==== Rows ====
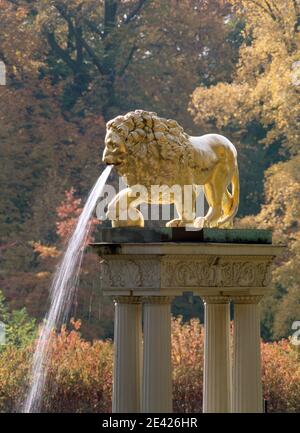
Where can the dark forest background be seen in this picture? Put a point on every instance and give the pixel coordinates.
(231, 67)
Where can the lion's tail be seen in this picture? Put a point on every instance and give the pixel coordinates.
(234, 199)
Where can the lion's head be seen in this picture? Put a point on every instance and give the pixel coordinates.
(142, 145)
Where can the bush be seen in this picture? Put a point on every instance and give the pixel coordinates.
(80, 373)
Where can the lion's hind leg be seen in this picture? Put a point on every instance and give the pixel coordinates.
(214, 193)
(186, 209)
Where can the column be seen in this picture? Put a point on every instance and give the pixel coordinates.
(217, 371)
(157, 379)
(247, 387)
(127, 357)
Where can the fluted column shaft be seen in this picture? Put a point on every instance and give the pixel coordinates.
(217, 371)
(157, 380)
(127, 355)
(247, 386)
====
▸ Exercise task
Express the data above as a Markdown table with two columns, Row for the row number and Line for the line itself, skipping any blank lines. Omit the pictures.

▸ Full solution
| Row | Line |
|---|---|
| 1 | Where can the dark forest background be seen in this picture? Put a point on every instance and give the pixel coordinates. |
| 2 | (231, 67) |
| 3 | Where can the lion's tail be seen in this picture? Put a point on every instance and give the pixel coordinates. |
| 4 | (234, 199) |
| 5 | Where can the lion's head be seen in this picture? Put a point on every instance and give the pixel coordinates. |
| 6 | (142, 145) |
| 7 | Where can the bush be seen in this picture? Put a point on every instance and give the pixel coordinates. |
| 8 | (80, 373) |
| 9 | Where can the lion's hind leg be seen in this picture? Put a point on every instance and give the pixel coordinates. |
| 10 | (214, 193) |
| 11 | (186, 209) |
| 12 | Where can the column be seen in this picture? Put a point on every instance and give the pixel coordinates. |
| 13 | (217, 371) |
| 14 | (157, 379) |
| 15 | (247, 387) |
| 16 | (127, 357) |
| 17 | Where can the fluted column shaft be seen in this picture? Put a point on every instance and give the pixel coordinates. |
| 18 | (217, 371) |
| 19 | (157, 380) |
| 20 | (127, 355) |
| 21 | (247, 386) |